Source document -
***

11. A Full Bench of this Court, to which one of us was also a member (Sanjiv Khanna, J. ), examined the said provisions, after referring to the objective and reasons for the enactment of 1920 Act. Reference was made to the Supreme Court decisions, in Shankaria v. State of Rajasthan, (1978) 3 SCC 435, Mohd. Aman v. State of Rajasthan, (1997) 10 SCC 44, State of Madhya Pradesh v. Devendra, (2009) 14 SCC 80, to gauge the scope of the aforesaid provisions. Reference was also made to Manikram v. State, (2009) 5 CTC 316, in which it has been held that no law prohibits an investigating officer from lifting finger prints of an accused, for comparison. Section 5 of 1920 Act and Section 311A Cr.P.C., as inserted by Act 25 of 2005, were with regards to the powers of a Judicial Magistrate, when approached by the investigating officer. However, these two sections did not put any embargo on the investigating officer, acting on his own. It was observed that there was no mandatory provision, under 1920 Act, to obtain permission of the Magistrate. Thereafter, reference was made to State of Bombay v. Kathi Kalu Oghad, AIR 1961 SC 1808, wherein the Supreme Court examined whether Section 27 of the Indian Evidence Act, 1872 violates Articles 14 and 20(3) of the Constitution. This contention was rejected, on the ground that, an accused, who is asked to provide finger prints or handwriting etc., was not being compelled to be a witness against himself. Furnishing proof for identification cannot be equated with compulsion to be a witness. The expression „to be a witness‟ was not equivalent to furnishing evidence in its widest significant . „To be a witness‟ means imparting knowledge with respect to relevant facts, by oral or written statement, given in the court or otherwise.

Crl. M.A 14076/2012 Page 5 of 14

12. The Full Bench relied upon judgments of the Supreme Court in Directorate of Enforcement v. Deepak Mahajan & Anr., AIR 1994 SC 1775, Pooran Mal v. The Director of Inspection (Investigation), New Delhi, (1974) 1 SCC 345, wherein it has been held that the term investigation was very wide and evidence obtained on an illegal investigation or search cannot be excluded as it still retains the character of material evidence. Admissibility of evidence has to be judged keeping in view the provisions of The Indian Evidence Act, 1872.

13. Reference was also made to Section 73 of the Evidence Act. As the said Section is relevant, for the sake of convenience it is reproduced below:-

Section 73: Comparison of signature, writing or seal with others admitted or proved:-In order to ascertain whether a signature, writing or seal is that of the person by whom it purports to have been written or made, any signature, writing, or seal admitted or proved to the satisfaction of the Court to have been written or made by that person may be compared with the one which is to be proved, although that signature, writing or seal has not been produced or proved for any other purpose.
The Court may direct any person present in the Court to write any words or figures for the purpose of enabling the Court to compare the words or figures so written, although that signature, writing, or figures alleged to have been written by such person.

***

Entries supplied -
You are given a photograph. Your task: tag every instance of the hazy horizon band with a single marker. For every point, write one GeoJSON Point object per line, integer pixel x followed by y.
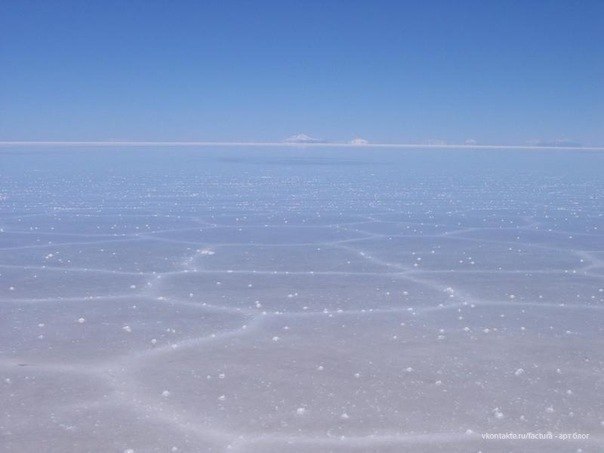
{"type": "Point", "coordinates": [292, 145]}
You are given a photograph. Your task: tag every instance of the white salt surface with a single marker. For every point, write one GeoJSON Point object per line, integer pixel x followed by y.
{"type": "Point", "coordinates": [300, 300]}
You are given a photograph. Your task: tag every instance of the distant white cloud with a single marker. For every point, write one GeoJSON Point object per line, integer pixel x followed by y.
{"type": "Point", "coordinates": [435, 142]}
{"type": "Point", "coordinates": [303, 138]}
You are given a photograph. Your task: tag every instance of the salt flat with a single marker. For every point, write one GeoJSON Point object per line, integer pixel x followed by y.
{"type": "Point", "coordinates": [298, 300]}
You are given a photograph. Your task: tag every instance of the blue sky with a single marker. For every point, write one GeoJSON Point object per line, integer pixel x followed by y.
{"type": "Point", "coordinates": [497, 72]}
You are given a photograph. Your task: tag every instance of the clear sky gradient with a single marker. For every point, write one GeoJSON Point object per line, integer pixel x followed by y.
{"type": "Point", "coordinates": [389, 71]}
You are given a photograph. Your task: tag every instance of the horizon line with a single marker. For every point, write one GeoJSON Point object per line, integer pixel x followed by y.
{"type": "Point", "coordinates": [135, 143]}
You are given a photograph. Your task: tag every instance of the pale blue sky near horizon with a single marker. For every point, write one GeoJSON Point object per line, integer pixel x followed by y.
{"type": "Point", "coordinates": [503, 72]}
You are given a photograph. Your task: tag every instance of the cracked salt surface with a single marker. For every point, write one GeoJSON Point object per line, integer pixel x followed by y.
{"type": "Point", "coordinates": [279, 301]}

***

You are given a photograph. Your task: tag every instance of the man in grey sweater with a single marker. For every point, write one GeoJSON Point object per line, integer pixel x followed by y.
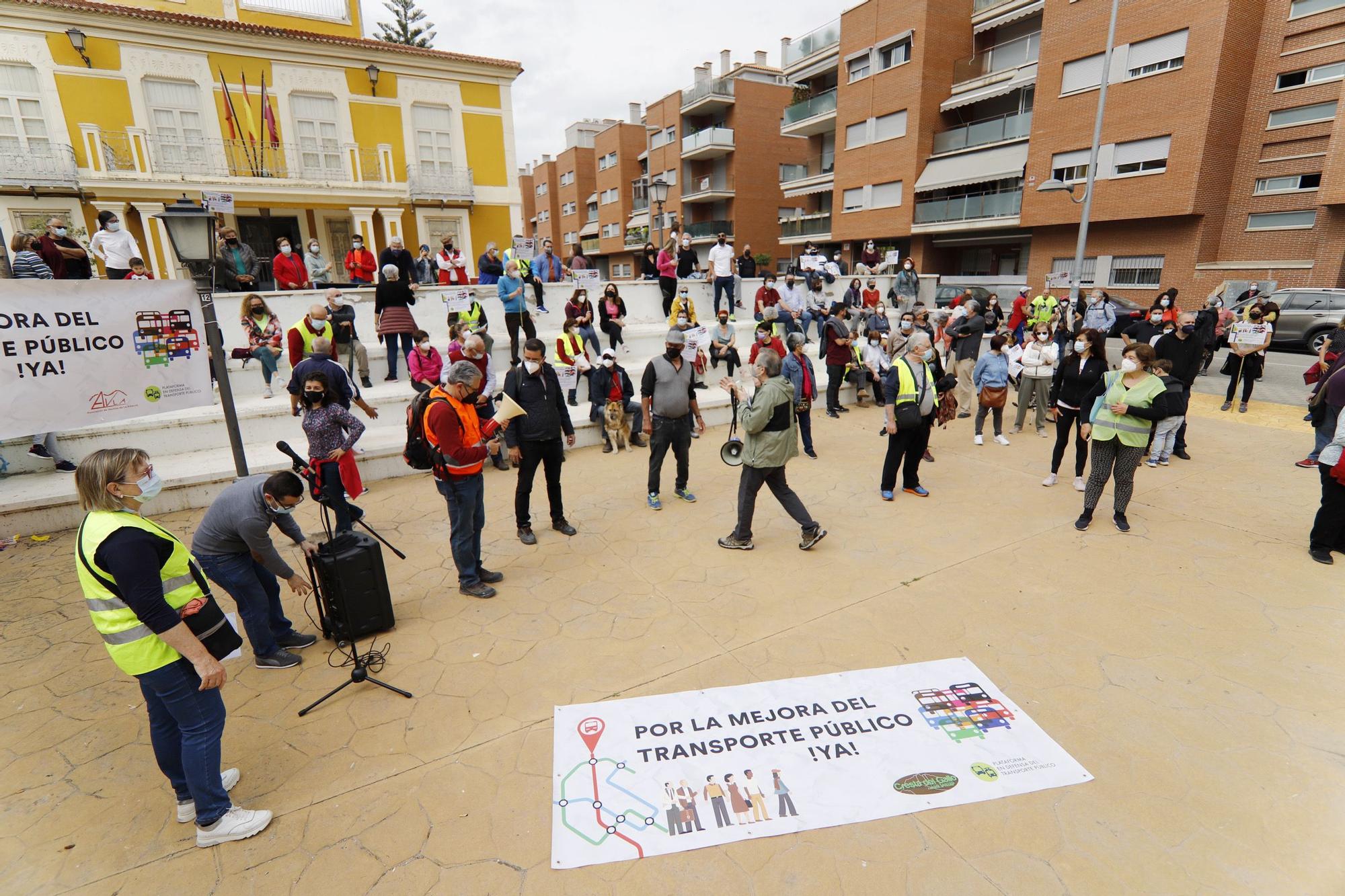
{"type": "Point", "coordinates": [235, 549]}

***

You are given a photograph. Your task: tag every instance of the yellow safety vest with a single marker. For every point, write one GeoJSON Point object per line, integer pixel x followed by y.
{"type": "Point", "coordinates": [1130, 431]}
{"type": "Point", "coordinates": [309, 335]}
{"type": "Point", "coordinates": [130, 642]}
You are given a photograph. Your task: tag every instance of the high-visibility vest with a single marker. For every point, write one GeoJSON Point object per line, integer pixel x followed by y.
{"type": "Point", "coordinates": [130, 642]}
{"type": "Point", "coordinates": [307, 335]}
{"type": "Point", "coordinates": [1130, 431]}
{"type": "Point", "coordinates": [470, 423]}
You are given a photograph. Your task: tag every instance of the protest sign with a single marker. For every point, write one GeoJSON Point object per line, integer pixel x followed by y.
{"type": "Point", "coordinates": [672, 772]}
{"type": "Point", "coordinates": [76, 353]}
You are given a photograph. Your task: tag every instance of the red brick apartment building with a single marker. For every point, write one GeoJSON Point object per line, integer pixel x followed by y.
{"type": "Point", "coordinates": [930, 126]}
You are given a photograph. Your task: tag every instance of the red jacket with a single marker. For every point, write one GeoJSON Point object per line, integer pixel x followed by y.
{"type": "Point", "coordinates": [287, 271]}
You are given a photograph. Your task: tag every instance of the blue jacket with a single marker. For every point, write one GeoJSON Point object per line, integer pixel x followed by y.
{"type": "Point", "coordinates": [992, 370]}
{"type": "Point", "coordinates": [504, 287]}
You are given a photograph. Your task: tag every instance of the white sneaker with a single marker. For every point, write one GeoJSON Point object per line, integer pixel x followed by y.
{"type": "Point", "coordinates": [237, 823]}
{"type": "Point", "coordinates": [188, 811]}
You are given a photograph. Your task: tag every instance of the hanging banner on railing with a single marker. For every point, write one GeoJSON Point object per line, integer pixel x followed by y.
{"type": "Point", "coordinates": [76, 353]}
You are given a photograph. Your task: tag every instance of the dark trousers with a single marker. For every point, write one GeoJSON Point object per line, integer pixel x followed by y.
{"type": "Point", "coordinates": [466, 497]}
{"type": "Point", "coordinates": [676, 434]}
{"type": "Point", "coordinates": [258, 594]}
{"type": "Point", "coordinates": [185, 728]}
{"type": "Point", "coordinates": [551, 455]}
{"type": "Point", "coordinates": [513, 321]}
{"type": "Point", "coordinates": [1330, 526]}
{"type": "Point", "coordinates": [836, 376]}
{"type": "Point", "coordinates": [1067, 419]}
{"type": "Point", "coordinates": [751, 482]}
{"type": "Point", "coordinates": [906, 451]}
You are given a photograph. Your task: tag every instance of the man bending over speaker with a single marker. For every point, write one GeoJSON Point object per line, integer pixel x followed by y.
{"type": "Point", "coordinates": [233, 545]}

***

Exercise 1 -
Find each line in the records that contains the word "white", and copy those lines.
Exercise 2 -
Carry on the court judgment excerpt on the 1920 Act and Section 73 of the Evidence Act from the point where it ends.

Right answer 1 -
You are given a photograph. Your task: tag every instance of the white salt surface with a single marker. For every point, write one GeoJSON Point object per line, integer pixel x followed by y.
You are given a photograph. Your task: tag every instance of the distant white cloud with a single marker. For every point, write one GeoJSON Point object per line, integer pixel x followed by y.
You are given a photograph. Your task: tag every instance of the white sneaker with a single marker. For every point, write one GeoJSON Point object per line, integer pixel x followed by y.

Right answer 2 -
[This section applies also, with any necessary modifications, to finger-impressions.]

14. The Full Bench referred to the decision of the Supreme Court in State of Uttar Pradesh v. Ram Babu Misra, (1980) 2 SCC 343, for elucidation wherein it is noted that:-

"6. There are two things to be noticed here. First, signature and writing are excluded from the range of Section 5 of the Identification of Prisoners Act and, second, 'finger impressions' are included in both Section 73 of the Crl. M.A 14076/2012 Page 6 of 14 Evidence Act and Section 5 of the Identification of Prisoners Act. A possible view is that it was thought that Section 73 of the Evidence Act would not take in the stage of investigation and so Section 5 of the Identification of Prisoners Act made special provision for that stage and even while making such provision, signature and writings were deliberately excluded. As we said, this is a possible view but not one on which we desire to rest our conclusion. Our conclusion rests on the language of Section 73 of the Evidence Act."

15. It was held that the aforesaid decision, if appositely understood, would mean that Section 73 of the Indian Evidence Act, does not enable the Magistrate to give directions to the accused to provide specimen signature, where the matter was still under investigation. Section 73 of the Evidence Act fundamentally comes into force when proceedings were pending before the court and not at the stage of investigation. It was accordingly held that the view expressed in Harpal Singh's case (supra) and Satyawan's case (supra) were not correct and, therefore, were overruled.

16. As noticed above, the question of law, raised before the Full Bench, related to finger prints given by the accused under Section 4 of the 1920 Act, without prior permission of the Magistrate under Section 5 of the said Act. However, while dealing with the said question, the Full Bench referred to the related question of admissibility of handwriting, under Section 4 of the 1920 Act.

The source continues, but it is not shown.